> _Problem details_:
Below is a block of data; give all of it again word for word.

[Pointing dataset excerpts]

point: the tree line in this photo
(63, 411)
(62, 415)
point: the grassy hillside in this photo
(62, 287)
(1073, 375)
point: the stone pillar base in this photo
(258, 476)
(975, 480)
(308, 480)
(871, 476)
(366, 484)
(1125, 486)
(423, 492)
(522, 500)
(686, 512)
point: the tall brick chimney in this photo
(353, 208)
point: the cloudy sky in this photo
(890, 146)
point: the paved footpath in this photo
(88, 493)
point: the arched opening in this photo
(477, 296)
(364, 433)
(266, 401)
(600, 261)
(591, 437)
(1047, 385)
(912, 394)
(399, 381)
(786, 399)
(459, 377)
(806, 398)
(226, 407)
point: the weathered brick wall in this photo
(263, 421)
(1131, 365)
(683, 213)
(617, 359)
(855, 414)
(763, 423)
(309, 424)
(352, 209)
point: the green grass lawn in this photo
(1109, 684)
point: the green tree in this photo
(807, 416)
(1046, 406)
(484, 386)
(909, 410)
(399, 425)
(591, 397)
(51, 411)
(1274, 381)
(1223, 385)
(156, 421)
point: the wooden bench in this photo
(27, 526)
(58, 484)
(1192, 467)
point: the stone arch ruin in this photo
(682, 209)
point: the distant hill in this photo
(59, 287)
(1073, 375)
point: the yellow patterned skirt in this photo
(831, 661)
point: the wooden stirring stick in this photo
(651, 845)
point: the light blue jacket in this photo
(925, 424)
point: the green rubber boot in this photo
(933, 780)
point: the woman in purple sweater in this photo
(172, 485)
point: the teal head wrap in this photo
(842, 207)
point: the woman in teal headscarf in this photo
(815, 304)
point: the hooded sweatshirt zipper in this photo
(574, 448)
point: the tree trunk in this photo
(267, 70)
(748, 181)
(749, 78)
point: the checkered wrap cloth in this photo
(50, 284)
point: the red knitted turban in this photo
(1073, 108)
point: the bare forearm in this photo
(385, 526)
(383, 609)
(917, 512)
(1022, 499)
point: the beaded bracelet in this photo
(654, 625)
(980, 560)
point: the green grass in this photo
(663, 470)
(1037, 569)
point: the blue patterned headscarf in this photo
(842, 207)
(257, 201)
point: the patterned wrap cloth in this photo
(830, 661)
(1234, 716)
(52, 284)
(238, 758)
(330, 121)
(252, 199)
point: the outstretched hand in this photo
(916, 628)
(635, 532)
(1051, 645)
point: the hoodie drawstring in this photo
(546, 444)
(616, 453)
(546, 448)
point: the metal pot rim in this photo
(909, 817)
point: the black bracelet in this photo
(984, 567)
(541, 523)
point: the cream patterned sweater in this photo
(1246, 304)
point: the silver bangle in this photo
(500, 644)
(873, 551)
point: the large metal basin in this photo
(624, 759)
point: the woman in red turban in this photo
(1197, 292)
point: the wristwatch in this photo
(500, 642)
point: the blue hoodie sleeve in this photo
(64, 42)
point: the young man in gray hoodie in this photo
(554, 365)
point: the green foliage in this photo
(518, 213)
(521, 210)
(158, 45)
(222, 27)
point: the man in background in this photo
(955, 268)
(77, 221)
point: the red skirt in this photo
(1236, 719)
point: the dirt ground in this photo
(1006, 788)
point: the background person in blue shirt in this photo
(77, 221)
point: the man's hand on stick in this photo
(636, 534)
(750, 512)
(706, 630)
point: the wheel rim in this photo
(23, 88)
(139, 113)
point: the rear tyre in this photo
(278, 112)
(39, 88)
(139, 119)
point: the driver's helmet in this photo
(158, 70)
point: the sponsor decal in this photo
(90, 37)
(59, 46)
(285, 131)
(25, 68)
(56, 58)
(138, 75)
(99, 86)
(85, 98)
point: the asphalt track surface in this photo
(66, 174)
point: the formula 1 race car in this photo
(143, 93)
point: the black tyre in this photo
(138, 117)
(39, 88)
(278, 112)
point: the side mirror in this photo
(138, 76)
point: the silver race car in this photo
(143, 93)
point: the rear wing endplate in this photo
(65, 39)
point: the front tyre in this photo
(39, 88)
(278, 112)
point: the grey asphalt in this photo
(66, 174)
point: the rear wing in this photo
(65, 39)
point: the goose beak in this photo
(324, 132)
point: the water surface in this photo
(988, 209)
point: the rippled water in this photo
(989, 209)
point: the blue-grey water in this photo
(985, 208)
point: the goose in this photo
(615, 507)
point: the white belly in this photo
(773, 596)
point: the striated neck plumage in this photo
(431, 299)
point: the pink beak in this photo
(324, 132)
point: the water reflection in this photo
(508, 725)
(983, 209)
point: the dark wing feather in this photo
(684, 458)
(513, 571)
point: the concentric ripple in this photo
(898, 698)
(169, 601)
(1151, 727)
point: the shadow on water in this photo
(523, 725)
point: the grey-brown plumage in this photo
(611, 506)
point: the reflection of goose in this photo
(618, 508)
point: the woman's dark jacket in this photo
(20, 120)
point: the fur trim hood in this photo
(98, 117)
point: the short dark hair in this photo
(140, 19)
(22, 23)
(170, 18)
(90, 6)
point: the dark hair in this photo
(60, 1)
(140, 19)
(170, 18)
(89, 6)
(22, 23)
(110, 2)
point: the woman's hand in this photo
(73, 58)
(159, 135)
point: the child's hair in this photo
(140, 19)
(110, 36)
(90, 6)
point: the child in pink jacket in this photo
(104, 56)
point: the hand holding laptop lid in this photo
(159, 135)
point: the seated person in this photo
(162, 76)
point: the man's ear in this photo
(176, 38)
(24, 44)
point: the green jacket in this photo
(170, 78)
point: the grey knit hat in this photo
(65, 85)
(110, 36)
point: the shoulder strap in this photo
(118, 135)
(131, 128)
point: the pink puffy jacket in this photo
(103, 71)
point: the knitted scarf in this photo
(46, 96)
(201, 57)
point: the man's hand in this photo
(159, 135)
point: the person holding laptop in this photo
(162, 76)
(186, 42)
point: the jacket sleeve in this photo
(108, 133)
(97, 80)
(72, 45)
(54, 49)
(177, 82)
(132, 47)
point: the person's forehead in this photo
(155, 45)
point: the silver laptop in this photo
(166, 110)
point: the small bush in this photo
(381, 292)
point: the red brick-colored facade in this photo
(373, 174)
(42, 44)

> _Response_:
point: the tree line in this photo
(63, 411)
(62, 415)
point: the grassy hillside in this photo
(62, 287)
(1073, 375)
point: the stone pillar base in this photo
(258, 476)
(975, 480)
(308, 480)
(871, 476)
(366, 484)
(1125, 486)
(423, 492)
(522, 500)
(686, 512)
point: the tall brick chimney in this photo
(353, 208)
point: the cloudy sky in this photo
(890, 146)
point: the paved footpath in this photo
(88, 493)
point: the arched opening in this photo
(477, 296)
(364, 433)
(266, 401)
(600, 261)
(591, 437)
(1047, 385)
(912, 394)
(399, 381)
(786, 399)
(459, 377)
(806, 398)
(226, 407)
point: the weathered brick wall in this photo
(263, 421)
(1131, 365)
(683, 213)
(617, 359)
(855, 414)
(763, 423)
(309, 424)
(352, 209)
point: the green grass lawn in this photo
(1109, 684)
point: the green tree in this photo
(807, 416)
(1046, 406)
(484, 386)
(909, 410)
(399, 425)
(591, 397)
(51, 411)
(1274, 381)
(1223, 385)
(156, 421)
point: the wooden bench in this photo
(27, 526)
(58, 484)
(1192, 467)
point: the stone arch ruin in this photo
(682, 209)
point: the distant hill in this photo
(59, 287)
(1073, 375)
point: the yellow patterned skirt in this photo
(831, 661)
point: the wooden stirring stick in this photo
(651, 845)
point: the light blue jacket in this photo
(925, 424)
point: the green rubber boot in this photo
(933, 780)
point: the woman in purple sweater in this photo
(172, 485)
point: the teal head wrap in this photo
(842, 207)
point: the woman in teal headscarf in this photo
(815, 304)
point: the hooded sweatshirt zipper in this photo
(574, 448)
point: the tree trunk in this photo
(267, 70)
(748, 181)
(749, 78)
point: the checkered wrap cloth in this photo
(50, 284)
point: the red knitted turban in this photo
(1073, 108)
point: the bare forearm in this photo
(385, 526)
(383, 609)
(917, 512)
(1022, 499)
point: the beaded bracelet in this photo
(654, 625)
(980, 560)
point: the green grass in this photo
(663, 470)
(1037, 569)
point: the blue patterned headscarf in this photo
(842, 207)
(257, 201)
point: the patterned wrap cloth in this photo
(830, 661)
(1234, 716)
(52, 284)
(238, 758)
(330, 121)
(252, 199)
point: the outstretched hand in this photo
(916, 628)
(635, 532)
(1051, 645)
point: the hoodie drawstring in this photo
(546, 444)
(616, 453)
(546, 448)
point: the metal pot rim in this photo
(909, 817)
point: the black bracelet in this photo
(984, 567)
(541, 523)
point: the cream patterned sweater in this photo
(1246, 304)
point: the silver bangle in this photo
(500, 644)
(873, 551)
point: the large metal basin in this photo
(624, 759)
point: the woman in red turban in this photo
(1197, 292)
point: the wristwatch in this photo
(500, 642)
point: the blue hoodie sleeve in this photo
(64, 42)
point: the young man in gray hoodie in this photo
(554, 365)
point: the green foliage in this photo
(518, 213)
(521, 210)
(158, 45)
(222, 27)
point: the man in background in this photo
(955, 268)
(77, 221)
point: the red skirt in this photo
(1236, 719)
point: the dirt ground in this photo
(1006, 788)
point: the background person in blue shirt in this photo
(77, 221)
point: the man's hand on stick in this photo
(636, 534)
(750, 512)
(706, 630)
point: the wheel rim in this photo
(23, 88)
(139, 113)
point: the rear tyre in this photo
(278, 112)
(39, 88)
(139, 119)
point: the driver's helmet in this photo
(158, 70)
point: the sponsor decal in this photo
(90, 37)
(59, 46)
(285, 131)
(25, 68)
(56, 58)
(138, 75)
(99, 86)
(85, 98)
point: the asphalt track surface in this photo
(66, 174)
point: the formula 1 race car in this photo
(143, 93)
point: the black tyre in this photo
(138, 117)
(39, 88)
(278, 112)
point: the side mirror in this photo
(138, 76)
point: the silver race car in this photo
(143, 93)
point: the rear wing endplate in this photo
(65, 39)
point: the front tyre in this photo
(39, 88)
(278, 112)
point: the grey asphalt in this photo
(66, 174)
point: the rear wing in this photo
(65, 39)
point: the goose beak in this photo
(324, 132)
point: the water surface in this photo
(988, 209)
point: the rippled water in this photo
(989, 209)
point: the blue-grey water in this photo
(985, 208)
point: the goose in this photo
(615, 507)
point: the white belly in this photo
(773, 596)
point: the striated neck plumage in this photo
(431, 299)
point: the pink beak in this photo
(324, 132)
point: the water reflection in this photo
(508, 725)
(983, 209)
point: the dark wing feather in this photo
(684, 458)
(513, 571)
point: the concentric ripple in this photo
(898, 698)
(169, 601)
(1151, 727)
point: the shadow on water in this photo
(523, 725)
point: the grey-brown plumage in this photo
(611, 506)
point: the reflection of goose in this photo
(618, 508)
point: the woman's dark jacket in this photo
(20, 120)
point: the fur trim hood in this photo
(98, 117)
point: the short dark hair in this photo
(140, 19)
(22, 23)
(170, 18)
(90, 6)
point: the dark hair in this photo
(60, 1)
(140, 19)
(170, 18)
(89, 6)
(22, 23)
(110, 2)
point: the woman's hand in this photo
(73, 58)
(159, 135)
point: the child's hair in this photo
(140, 19)
(110, 36)
(90, 6)
point: the child in pink jacket in this photo
(104, 56)
point: the hand holding laptop lid in this photo
(159, 135)
point: the seated person in this photo
(162, 76)
point: the man's ear in this photo
(176, 38)
(24, 44)
point: the green jacket in this photo
(170, 78)
point: the grey knit hat in this photo
(65, 85)
(110, 36)
point: the shoulder strap in this photo
(118, 135)
(131, 128)
point: the pink puffy jacket in this photo
(103, 71)
point: the knitted scarf in this photo
(46, 96)
(201, 57)
point: the man's hand in this photo
(159, 135)
point: the person holding laptop in this photo
(162, 76)
(186, 42)
point: the jacket sleeve in this photo
(108, 133)
(97, 80)
(72, 45)
(54, 49)
(177, 82)
(132, 47)
point: the person's forehead in this photo
(155, 45)
point: the silver laptop in this photo
(166, 110)
point: the small bush in this photo
(381, 292)
point: the red brick-colored facade in this photo
(373, 174)
(42, 44)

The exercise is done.